WHAT YOU WILL DO => Copy every item below word for word, without the pictures.

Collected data
|---|
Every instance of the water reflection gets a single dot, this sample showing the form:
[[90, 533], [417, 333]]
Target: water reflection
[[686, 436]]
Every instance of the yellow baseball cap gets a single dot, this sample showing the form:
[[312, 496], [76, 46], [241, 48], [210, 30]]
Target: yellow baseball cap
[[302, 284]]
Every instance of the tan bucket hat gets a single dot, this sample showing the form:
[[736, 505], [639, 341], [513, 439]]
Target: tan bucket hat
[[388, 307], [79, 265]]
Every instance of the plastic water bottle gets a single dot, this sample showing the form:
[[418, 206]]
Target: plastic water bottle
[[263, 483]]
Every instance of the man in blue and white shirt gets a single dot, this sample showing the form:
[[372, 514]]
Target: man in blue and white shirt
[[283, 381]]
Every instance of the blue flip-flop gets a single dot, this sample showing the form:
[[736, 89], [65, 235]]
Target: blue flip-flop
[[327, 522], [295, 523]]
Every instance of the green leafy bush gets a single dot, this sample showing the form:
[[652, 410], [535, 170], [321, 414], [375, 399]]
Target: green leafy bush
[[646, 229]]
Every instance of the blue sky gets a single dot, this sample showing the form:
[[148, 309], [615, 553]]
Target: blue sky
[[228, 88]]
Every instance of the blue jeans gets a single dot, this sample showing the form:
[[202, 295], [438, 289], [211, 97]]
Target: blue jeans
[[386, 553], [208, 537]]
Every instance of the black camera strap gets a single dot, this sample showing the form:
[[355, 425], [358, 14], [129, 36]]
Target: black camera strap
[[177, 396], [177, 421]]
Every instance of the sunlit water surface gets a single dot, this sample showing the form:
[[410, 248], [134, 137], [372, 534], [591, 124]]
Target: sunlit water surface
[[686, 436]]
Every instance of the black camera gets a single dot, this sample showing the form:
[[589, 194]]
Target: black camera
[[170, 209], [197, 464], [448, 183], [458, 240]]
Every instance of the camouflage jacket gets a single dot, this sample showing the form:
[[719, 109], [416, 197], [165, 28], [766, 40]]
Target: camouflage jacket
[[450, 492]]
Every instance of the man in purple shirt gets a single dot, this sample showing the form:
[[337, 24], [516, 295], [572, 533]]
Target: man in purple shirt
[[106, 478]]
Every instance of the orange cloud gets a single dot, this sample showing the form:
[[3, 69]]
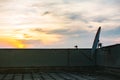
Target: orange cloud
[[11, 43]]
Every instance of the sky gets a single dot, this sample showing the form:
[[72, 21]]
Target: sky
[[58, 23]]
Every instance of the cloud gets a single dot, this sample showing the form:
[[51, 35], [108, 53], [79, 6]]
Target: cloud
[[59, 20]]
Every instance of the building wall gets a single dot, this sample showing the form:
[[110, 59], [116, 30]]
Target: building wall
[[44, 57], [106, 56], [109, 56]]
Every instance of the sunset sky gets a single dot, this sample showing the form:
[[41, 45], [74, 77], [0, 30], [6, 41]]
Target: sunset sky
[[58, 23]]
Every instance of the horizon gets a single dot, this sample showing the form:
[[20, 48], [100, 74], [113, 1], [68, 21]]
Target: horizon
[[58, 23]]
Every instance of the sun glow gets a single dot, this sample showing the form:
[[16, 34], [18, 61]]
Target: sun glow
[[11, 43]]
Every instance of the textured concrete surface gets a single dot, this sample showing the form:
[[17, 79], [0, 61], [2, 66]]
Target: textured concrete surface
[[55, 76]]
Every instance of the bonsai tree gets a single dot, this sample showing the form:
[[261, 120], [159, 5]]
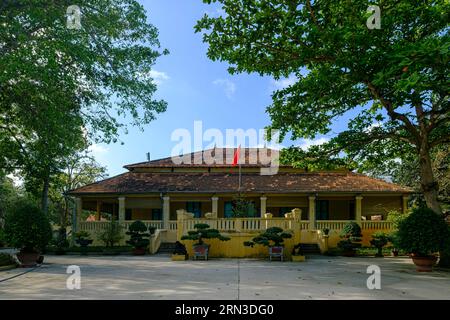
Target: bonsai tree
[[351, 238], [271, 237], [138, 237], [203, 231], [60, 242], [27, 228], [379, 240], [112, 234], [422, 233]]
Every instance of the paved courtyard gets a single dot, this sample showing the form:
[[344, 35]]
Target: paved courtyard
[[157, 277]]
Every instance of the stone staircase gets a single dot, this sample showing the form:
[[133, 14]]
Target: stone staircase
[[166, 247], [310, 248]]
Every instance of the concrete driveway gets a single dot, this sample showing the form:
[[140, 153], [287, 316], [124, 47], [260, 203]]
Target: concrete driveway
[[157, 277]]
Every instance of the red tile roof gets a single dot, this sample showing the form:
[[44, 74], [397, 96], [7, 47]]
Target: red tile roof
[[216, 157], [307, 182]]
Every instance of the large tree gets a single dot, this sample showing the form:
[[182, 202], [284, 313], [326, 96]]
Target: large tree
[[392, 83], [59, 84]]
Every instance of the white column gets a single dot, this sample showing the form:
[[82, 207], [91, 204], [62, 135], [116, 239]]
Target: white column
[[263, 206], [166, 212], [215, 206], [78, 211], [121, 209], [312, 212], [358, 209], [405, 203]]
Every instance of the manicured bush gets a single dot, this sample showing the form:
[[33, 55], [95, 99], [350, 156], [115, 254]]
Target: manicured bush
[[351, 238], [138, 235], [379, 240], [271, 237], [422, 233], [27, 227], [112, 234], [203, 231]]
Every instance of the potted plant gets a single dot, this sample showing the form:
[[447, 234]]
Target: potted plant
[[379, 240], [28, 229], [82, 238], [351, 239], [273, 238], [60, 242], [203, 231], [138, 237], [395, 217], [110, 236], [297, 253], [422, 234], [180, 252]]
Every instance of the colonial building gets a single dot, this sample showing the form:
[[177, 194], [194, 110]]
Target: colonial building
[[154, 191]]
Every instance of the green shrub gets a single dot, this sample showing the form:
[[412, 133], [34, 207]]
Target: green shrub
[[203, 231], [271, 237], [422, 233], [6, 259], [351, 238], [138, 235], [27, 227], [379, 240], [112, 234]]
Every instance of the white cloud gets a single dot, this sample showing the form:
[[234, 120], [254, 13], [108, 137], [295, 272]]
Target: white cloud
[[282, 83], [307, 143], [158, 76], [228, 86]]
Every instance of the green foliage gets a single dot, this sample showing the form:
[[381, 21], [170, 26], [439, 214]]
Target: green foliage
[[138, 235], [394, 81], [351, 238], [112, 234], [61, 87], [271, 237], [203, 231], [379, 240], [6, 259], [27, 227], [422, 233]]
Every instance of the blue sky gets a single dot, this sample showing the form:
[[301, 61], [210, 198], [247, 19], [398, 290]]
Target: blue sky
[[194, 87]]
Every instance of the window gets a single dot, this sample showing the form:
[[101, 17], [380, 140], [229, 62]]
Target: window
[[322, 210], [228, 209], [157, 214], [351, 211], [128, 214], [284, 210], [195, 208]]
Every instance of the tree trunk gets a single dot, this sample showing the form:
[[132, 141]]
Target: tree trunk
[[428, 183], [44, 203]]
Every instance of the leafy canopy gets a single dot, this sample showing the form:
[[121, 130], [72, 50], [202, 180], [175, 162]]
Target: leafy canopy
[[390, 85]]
|---|
RESPONSE TO THIS TASK =>
Every instance of the water reflection gets a single dot, this sample showing the form:
[[90, 533], [417, 333]]
Target: water reflection
[[686, 436]]
Every instance of the yellow baseball cap gets a single dot, this sample showing the form:
[[312, 496], [76, 46], [241, 48], [210, 30]]
Target: yellow baseball cap
[[302, 284]]
Every instance of the tan bucket hat gets a single dot, this sample showing the form:
[[736, 505], [639, 341], [513, 439]]
Target: tan bucket hat
[[388, 307], [79, 265]]
Every instance of the plastic water bottle gets a single dot, this sample showing the form:
[[418, 206]]
Target: plastic water bottle
[[263, 483]]
Every instance of the man in blue and white shirt gets a single dot, this sample showing the form:
[[372, 514]]
Target: man in blue and white shirt
[[283, 381]]
Every instance of the blue flip-flop gets a single dot, this sample showing the form:
[[736, 89], [65, 235]]
Target: blue flip-flop
[[327, 522], [295, 523]]
Every instance of the green leafy bush gets a single dot, this sample showing the form:
[[652, 410], [535, 170], [321, 414], [375, 399]]
Target: green leafy bush
[[646, 229]]
Every instance of the blue sky gets a single dot, this sample showing the form:
[[148, 309], [615, 553]]
Target: blue sky
[[228, 88]]
Every instance of the blue jeans gets a single dot, this sample showing the form:
[[202, 295], [438, 289], [211, 97]]
Target: blue jeans
[[386, 553], [208, 537]]
Every instance of the black camera strap gets a single dot, this sample showing the form:
[[355, 425], [358, 14], [129, 36]]
Target: black camera strap
[[177, 396], [177, 421]]
Every instance of the sunlit water surface gets a single dot, this sample showing the form:
[[410, 248], [134, 137], [372, 534], [591, 124]]
Target: sunlit water surface
[[686, 436]]
Every instance of the black camera gets a single dot, this sample showing the form:
[[589, 194]]
Target: black camera
[[170, 209], [197, 464], [448, 183], [458, 240]]
Every instance of the camouflage jacket gets a single dot, this sample showing the form:
[[719, 109], [416, 197], [165, 28], [766, 40]]
Target: camouflage jacket
[[450, 492]]
Every instance of the man in purple shirt gets a single dot, this sample showing the form:
[[337, 24], [516, 295], [572, 533]]
Target: man in purple shirt
[[106, 478]]
Every instance of the orange cloud gets a single dot, this sample showing the form:
[[3, 69]]
Target: orange cloud
[[11, 43]]
Every instance of the sky gets a single dot, this sample showing the form:
[[72, 21]]
Target: sky
[[58, 23]]
Every instance of the cloud gets a single dot, this sample showing the form:
[[51, 35], [108, 53], [79, 6]]
Target: cloud
[[59, 20]]
Every instance of the building wall gets a single dot, this sample showing the form:
[[110, 59], [116, 30]]
Target: building wall
[[44, 57], [106, 56], [109, 56]]
Every instance of the sunset sky gets a single dot, this sample showing the form:
[[41, 45], [74, 77], [0, 30], [6, 41]]
Target: sunset sky
[[58, 23]]
Every instance of the horizon gets a single dot, this sample showing the form:
[[20, 48], [100, 74], [113, 1], [68, 21]]
Target: horizon
[[58, 23]]
Every instance of the sun glow gets a single dot, this sample showing the form:
[[16, 34], [18, 61]]
Target: sun glow
[[11, 43]]
Every instance of the textured concrete surface gets a single dot, this sample showing the form:
[[17, 79], [0, 61], [2, 66]]
Target: textured concrete surface
[[55, 76]]
Every instance of the bonsai tree gets a single dot, this sample showing the form:
[[261, 120], [159, 5]]
Target: bonsai tree
[[351, 238], [271, 237], [138, 237], [203, 231], [60, 242], [27, 228], [379, 240], [112, 234], [422, 233]]
Every instance of the paved courtyard gets a single dot, this sample showing the form:
[[344, 35]]
Target: paved courtyard
[[157, 277]]
Every instance of the stone staircase gets a single dot, this sample showing the form:
[[133, 14]]
Target: stone staircase
[[166, 247], [310, 248]]
Every instance of the concrete driveway gets a single dot, this sample showing the form:
[[140, 153], [287, 316], [124, 47], [260, 203]]
Target: concrete driveway
[[157, 277]]
Every instance of the red tile roof gets a single dot, this sample showing the form:
[[44, 74], [397, 96], [7, 47]]
Target: red tile roof
[[216, 157], [307, 182]]
Every instance of the large tree gets a single dot, this sample showing the form:
[[182, 202], [284, 313], [326, 96]]
Target: large tree
[[392, 83], [59, 84]]
Every instance of the white column gets a single dot, this sample showing the form:
[[82, 207], [91, 204], [62, 135], [116, 239]]
Target: white column
[[263, 206], [166, 212], [215, 206], [78, 211], [121, 209], [312, 212], [358, 209], [405, 203]]
Every instance of the manicured bush gets a single dot, this sample showing the form:
[[33, 55], [95, 99], [350, 156], [115, 254]]
Target: manicured bush
[[351, 238], [138, 235], [379, 240], [271, 237], [422, 233], [27, 227], [112, 234], [203, 231]]
Every instance of the potted plant gets a single dot, this sample showing the form:
[[447, 234]]
Target: potted plant
[[379, 240], [28, 229], [82, 238], [351, 239], [273, 238], [60, 242], [203, 231], [138, 237], [395, 217], [110, 236], [297, 253], [422, 234], [180, 252]]
Every instance of the colonial building gets a single dot, this sample showing the form:
[[177, 194], [194, 110]]
Target: colonial building
[[154, 191]]
Every instance of the green shrub gets a single dot, this sample showing the form:
[[412, 133], [34, 207]]
Target: green shrub
[[203, 231], [271, 237], [422, 233], [6, 259], [351, 238], [138, 235], [27, 227], [379, 240], [112, 234]]
Every instance of the white cloud gets a single dot, this sample showing the form:
[[234, 120], [254, 13], [108, 137], [295, 272]]
Target: white cloud
[[282, 83], [307, 143], [158, 76], [228, 86]]
Every instance of the green foliage gets a single dot, this sample showing the form:
[[381, 21], [170, 26], [439, 214]]
Target: green foliage
[[138, 235], [394, 81], [351, 238], [112, 234], [61, 87], [271, 237], [203, 231], [379, 240], [6, 259], [27, 227], [422, 233]]
Every instance of the blue sky gets a single dot, this sample showing the form:
[[301, 61], [210, 198], [247, 19], [398, 290]]
Target: blue sky
[[194, 87]]
Every instance of the window gets a single dot, this sample showing the form:
[[101, 17], [380, 140], [229, 62]]
Target: window
[[322, 210], [228, 209], [157, 214], [351, 211], [128, 214], [284, 210], [195, 208]]
Every instance of the tree trunk gets a single dot, this sample showing the form:
[[132, 141]]
Target: tree trunk
[[428, 183], [44, 203]]
Every instance of the leafy canopy gets a single dot, this sample showing the form:
[[121, 130], [72, 50], [202, 180], [175, 162]]
Target: leafy canopy
[[390, 85]]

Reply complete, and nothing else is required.